Copy the data that follows exactly. Include no pictures.

§ §

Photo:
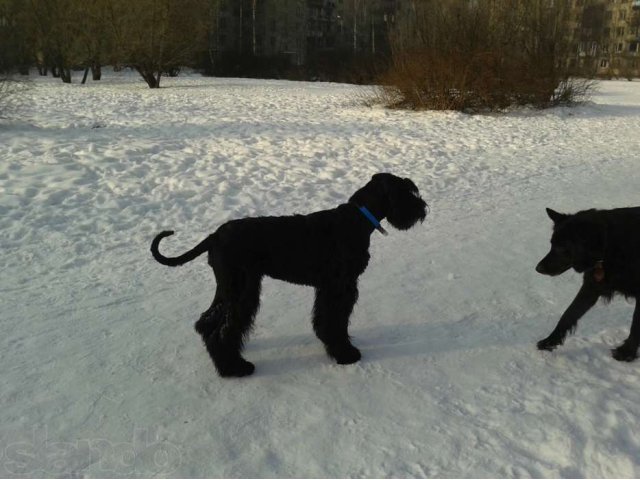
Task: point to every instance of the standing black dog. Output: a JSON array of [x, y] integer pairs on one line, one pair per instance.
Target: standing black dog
[[327, 250], [603, 245]]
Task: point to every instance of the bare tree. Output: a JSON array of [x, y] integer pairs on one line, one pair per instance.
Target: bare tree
[[158, 37], [475, 55]]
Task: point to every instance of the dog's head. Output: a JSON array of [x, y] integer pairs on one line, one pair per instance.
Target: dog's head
[[577, 242], [394, 198]]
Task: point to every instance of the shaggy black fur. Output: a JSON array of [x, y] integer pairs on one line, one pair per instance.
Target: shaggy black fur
[[603, 245], [327, 250]]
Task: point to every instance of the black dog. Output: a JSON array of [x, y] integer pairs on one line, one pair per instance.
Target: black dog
[[327, 250], [603, 245]]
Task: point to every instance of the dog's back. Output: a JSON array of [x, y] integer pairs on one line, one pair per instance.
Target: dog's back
[[296, 248]]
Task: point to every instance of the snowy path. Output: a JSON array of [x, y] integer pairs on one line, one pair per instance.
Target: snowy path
[[103, 374]]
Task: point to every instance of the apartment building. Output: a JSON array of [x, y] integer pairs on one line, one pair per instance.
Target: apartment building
[[298, 29], [605, 37]]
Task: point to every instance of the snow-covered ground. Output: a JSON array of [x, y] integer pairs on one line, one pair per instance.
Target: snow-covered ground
[[103, 374]]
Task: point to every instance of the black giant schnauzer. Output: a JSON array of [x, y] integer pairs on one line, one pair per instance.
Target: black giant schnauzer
[[327, 250], [603, 245]]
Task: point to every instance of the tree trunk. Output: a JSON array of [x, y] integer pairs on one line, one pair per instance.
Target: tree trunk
[[253, 14], [149, 77], [65, 75], [96, 71]]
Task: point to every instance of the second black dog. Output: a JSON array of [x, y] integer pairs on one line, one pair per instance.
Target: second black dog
[[327, 250], [603, 245]]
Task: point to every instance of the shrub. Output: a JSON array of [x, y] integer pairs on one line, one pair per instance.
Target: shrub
[[476, 56]]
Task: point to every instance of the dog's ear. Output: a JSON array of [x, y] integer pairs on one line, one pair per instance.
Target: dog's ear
[[555, 216], [382, 181]]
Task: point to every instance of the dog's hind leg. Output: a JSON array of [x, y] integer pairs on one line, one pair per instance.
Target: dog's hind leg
[[628, 351], [331, 311], [225, 325], [585, 299]]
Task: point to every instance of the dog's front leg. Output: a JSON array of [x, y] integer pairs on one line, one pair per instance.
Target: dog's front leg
[[331, 312], [585, 299], [628, 351]]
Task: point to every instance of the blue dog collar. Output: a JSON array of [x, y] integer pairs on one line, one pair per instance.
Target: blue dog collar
[[373, 220]]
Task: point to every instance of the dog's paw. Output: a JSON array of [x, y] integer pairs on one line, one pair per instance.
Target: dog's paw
[[624, 353], [345, 355], [240, 368], [549, 344]]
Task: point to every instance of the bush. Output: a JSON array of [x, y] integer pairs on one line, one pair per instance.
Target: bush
[[478, 56], [10, 89]]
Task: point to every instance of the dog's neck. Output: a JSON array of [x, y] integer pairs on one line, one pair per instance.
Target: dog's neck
[[368, 218], [374, 221]]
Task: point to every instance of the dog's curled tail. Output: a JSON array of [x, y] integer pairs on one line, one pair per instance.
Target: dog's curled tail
[[179, 260]]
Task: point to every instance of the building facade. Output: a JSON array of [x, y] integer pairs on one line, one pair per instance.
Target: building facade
[[298, 29], [605, 37]]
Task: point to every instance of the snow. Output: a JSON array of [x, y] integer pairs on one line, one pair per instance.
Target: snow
[[103, 374]]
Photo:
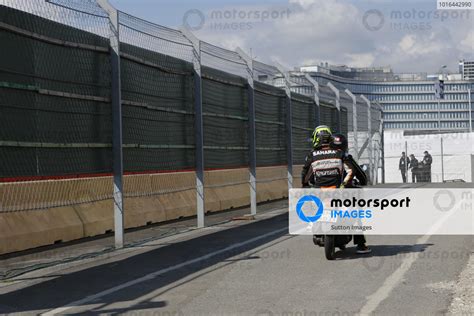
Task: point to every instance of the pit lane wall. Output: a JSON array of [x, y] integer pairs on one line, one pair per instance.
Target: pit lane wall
[[39, 213]]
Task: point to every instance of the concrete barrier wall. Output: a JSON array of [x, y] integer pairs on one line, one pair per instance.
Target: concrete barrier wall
[[39, 213]]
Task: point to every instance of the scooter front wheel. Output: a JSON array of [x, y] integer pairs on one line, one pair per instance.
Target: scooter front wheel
[[329, 247]]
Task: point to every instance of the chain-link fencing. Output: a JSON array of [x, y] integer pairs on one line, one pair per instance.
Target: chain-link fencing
[[56, 110]]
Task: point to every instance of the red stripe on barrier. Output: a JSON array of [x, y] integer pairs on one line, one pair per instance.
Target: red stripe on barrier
[[98, 175]]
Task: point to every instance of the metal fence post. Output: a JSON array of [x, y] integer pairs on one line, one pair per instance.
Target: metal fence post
[[382, 149], [354, 124], [252, 133], [369, 134], [289, 124], [116, 98], [198, 123], [338, 105], [315, 84]]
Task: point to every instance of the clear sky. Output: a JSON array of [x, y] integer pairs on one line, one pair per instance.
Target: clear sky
[[410, 36]]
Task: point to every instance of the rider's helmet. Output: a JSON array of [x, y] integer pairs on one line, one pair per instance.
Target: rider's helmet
[[321, 136], [339, 141]]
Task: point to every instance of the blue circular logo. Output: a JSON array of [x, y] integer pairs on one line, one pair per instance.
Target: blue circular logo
[[311, 199]]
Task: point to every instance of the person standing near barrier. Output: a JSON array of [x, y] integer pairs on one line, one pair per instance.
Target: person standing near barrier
[[427, 161], [403, 166], [414, 168]]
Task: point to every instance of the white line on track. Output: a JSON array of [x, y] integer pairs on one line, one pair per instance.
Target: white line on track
[[396, 277], [62, 310]]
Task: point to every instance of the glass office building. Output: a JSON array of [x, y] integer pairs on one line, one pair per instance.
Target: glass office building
[[408, 100]]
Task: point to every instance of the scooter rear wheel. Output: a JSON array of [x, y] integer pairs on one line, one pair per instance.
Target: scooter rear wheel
[[329, 247]]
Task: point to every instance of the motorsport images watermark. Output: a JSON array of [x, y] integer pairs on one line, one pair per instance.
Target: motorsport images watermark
[[409, 19], [232, 19], [375, 211]]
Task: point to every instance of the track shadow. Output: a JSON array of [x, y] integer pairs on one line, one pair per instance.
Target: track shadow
[[381, 251], [75, 286]]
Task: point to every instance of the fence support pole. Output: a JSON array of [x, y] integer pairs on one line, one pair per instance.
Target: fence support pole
[[442, 159], [369, 133], [252, 132], [354, 124], [338, 105], [116, 98], [317, 113], [289, 124], [382, 150], [198, 125]]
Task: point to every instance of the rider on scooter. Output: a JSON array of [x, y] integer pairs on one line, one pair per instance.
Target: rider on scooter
[[329, 165]]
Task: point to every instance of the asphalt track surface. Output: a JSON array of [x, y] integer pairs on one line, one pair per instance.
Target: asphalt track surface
[[251, 268]]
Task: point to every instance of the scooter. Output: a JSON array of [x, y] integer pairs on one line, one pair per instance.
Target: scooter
[[331, 242]]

§ §

* [Reply to the task]:
Photo:
Task: point to every instance of the standing black dog. Output: a JSON array of [x, y] integer pairs on one line, one pair per instance.
Target: standing black dog
[[327, 250], [603, 245]]
Task: point to every instance of the bare tree. Output: a JSON array of [x, y] integer pairs on one line, one pair per instance.
Target: bare tree
[[158, 37], [475, 55]]
Task: point to every instance of the dog's head. Output: a JSON array of [x, y] integer pairs on one line, one pair per instance.
Target: dog's head
[[577, 242], [394, 198]]
Task: point to every instance of the shaggy black fur. Output: a JSON array of [x, y] integer pairs on one line, one pair per instance.
Target: shaggy black fur
[[603, 245], [327, 250]]
Task: point to every instance of the black dog. Output: a JSON array of [x, y] integer pairs on one line, one pair per instance.
Target: black dog
[[327, 250], [603, 245]]
Task: point to every instance of the dog's back. Output: a JSON array of [x, y] integer pairs on one line, one pair per instance.
Target: dog's back
[[296, 248]]
Task: point to every instance of the snowy path. Output: a JSON array of [x, y] integer pairs on one line, one pair per instance.
Target: snowy path
[[103, 374]]
Task: point to every instance of the apartment building. Output: a JSON array of [x, y] integer pairs on one line, one pair per instance.
Target: apartment building
[[298, 29], [605, 37]]
Task: point to every instance of the snow-covered ground. Output: a JSON array of [x, y] integer pairs on one line, one pair per instance.
Target: snow-covered ground
[[103, 374]]
Task: point to every instance of the black giant schnauzer. Output: a JSON array of [x, y] integer pairs on one line, one pair per instance.
Target: black giant schnauzer
[[327, 250], [603, 245]]
Task: point to every instance of the tree trunk. Output: a JSON array of [x, y] integer pairs on one line, one pair per instance.
Target: tree trunk
[[253, 14], [149, 77], [65, 75], [96, 71]]
Task: point to every instance of the second black dog. Output: a JSON array of [x, y] integer pairs on one line, one pair per instance.
Target: second black dog
[[327, 250], [603, 245]]
Task: point to every instance of the shrub. Output: a JSON array of [x, y] integer pairs on one line, one pair per instance.
Target: shrub
[[476, 56]]
Task: point to every instance of the dog's ear. Output: a JSON array of [x, y] integer pairs on one line, one pair per instance.
Target: dog's ear
[[555, 216], [382, 181]]
Task: point to every instance of the dog's hind leg. Output: a JSON array of [x, y] integer pairs on one line, one pair per instance.
Target: dog's hind leg
[[628, 351], [331, 311], [225, 325], [585, 299]]
Task: point to every instance of the dog's front leg. Output: a JSON array of [x, y] integer pairs on one line, one pair per instance.
Target: dog's front leg
[[331, 312], [585, 299], [628, 351]]
Task: point to every instance of the blue dog collar. Output: a JSON array of [x, y] integer pairs on one line, one pair per instance.
Target: blue dog collar
[[373, 220]]
Task: point to every instance of the dog's paw. Output: a JSON array of [x, y] integer pairs on one line, one pair per instance.
Target: dog's paw
[[624, 353], [345, 355], [240, 368], [549, 344]]
Task: point to every instance of the bush. Output: a JSON array of [x, y] integer pairs on one line, one pair per instance.
Target: bush
[[478, 56], [10, 89]]
Task: point to every instance of the dog's neck. Output: a JSON array of [x, y] integer pairs on one line, one pair per instance.
Target: dog's neck
[[368, 218], [374, 221]]
Task: point to every instance of the dog's curled tail. Output: a JSON array of [x, y] integer pairs on one line, one pair per instance.
Target: dog's curled tail
[[179, 260]]
Task: point to every instance of the building facade. Output: a JSON array of [x, y] integer pairs on one line, one pair per instance.
Target: building facade
[[298, 29], [605, 37]]
Task: point to every instance of the snow. Output: a JSON array of [x, y] integer pairs on one line, one pair per instance.
Target: snow
[[103, 374]]
Photo:
Task: point to every instance of the pit lane wall. Output: a JSON array of [x, y] integer pairs on one line, one pair per instance.
Target: pit lane wall
[[39, 213]]
Task: point to every instance of the concrete barrier wall. Output: a JSON array of [x, y] integer pairs on one line, one pair per instance.
Target: concrete barrier wall
[[39, 213]]
Task: point to every instance of the scooter front wheel. Output: a JSON array of [x, y] integer pairs on one line, one pair per instance.
Target: scooter front wheel
[[329, 247]]
Task: point to every instance of the chain-link fencing. Output: a JSON array of [x, y] integer pairs on one line, one pair per instance.
Target: chain-link fencing
[[56, 110]]
Task: point to every instance of the red stripe on barrier. Output: a JSON array of [x, y] integer pairs on one line, one pair per instance.
Target: red stripe on barrier
[[98, 175]]
Task: point to every instance of the metal fence post. Output: a JSON array of [x, y] integer pairs on one line, one pair per instance.
Target: metal fence post
[[382, 149], [354, 124], [252, 133], [369, 134], [289, 124], [116, 98], [198, 123], [338, 105], [315, 84]]
Task: point to every instance of the clear sky. Output: a JSON array of [x, y] integer pairs on one line, one pair per instance.
Target: clear sky
[[410, 36]]
Task: point to every instance of the rider's helmet. Output: a JSON array of [x, y] integer pairs on one line, one pair per instance.
Target: rider's helmet
[[321, 136], [339, 141]]
Task: point to every instance of the blue circular logo. Output: a JSON array of [x, y] integer pairs on one line, one pair per instance.
Target: blue circular logo
[[311, 199]]
Task: point to every instance of the person standing near barrier. Output: a JSON array of [x, y] integer pairs on one line, one pair per instance.
Target: person standing near barrier
[[427, 161], [403, 166], [414, 168]]
Task: point to every instance of the white line on track. Output: a JSON array of [x, y] integer pairs on one line, one pair per instance.
Target: white line on track
[[396, 277], [62, 310]]
Task: point to every instance of the glass office building. Output: a JSON array of [x, y] integer pairs on one line, one pair per instance.
Target: glass office building
[[408, 100]]
Task: point to every instance of the scooter rear wheel. Output: a JSON array of [x, y] integer pairs on one line, one pair per instance.
Target: scooter rear wheel
[[329, 247]]
Task: point to every instance of the motorsport images watermark. Output: a JSON array of [x, y] integer pairs on one line, one pair per instance.
Target: motorsport images watermark
[[409, 19], [232, 19], [375, 211]]
Task: point to every instance of the track shadow. Output: a JSON array of [x, y] integer pairs on one line, one pair per instance.
Target: track shadow
[[381, 251], [75, 286]]
Task: point to every instance of the fence support pole. Output: a JSON array of [x, y] integer pairs on one line, one pair per instance.
Target: fence support pole
[[442, 159], [369, 133], [252, 132], [354, 124], [338, 105], [116, 98], [317, 113], [289, 124], [382, 150], [198, 125]]
Task: point to every instance of the rider on scooter. Output: a JSON array of [x, y] integer pairs on one line, one pair per instance.
Target: rider on scooter
[[329, 165]]
Task: point to every instance of the asphalt track surface. Output: a JSON array of [x, y] integer pairs on one line, one pair per instance.
Target: asphalt track surface
[[251, 268]]
Task: point to every instance of the scooter. Output: a JSON array of [x, y] integer pairs on one line, one pair per instance.
Target: scooter
[[331, 242]]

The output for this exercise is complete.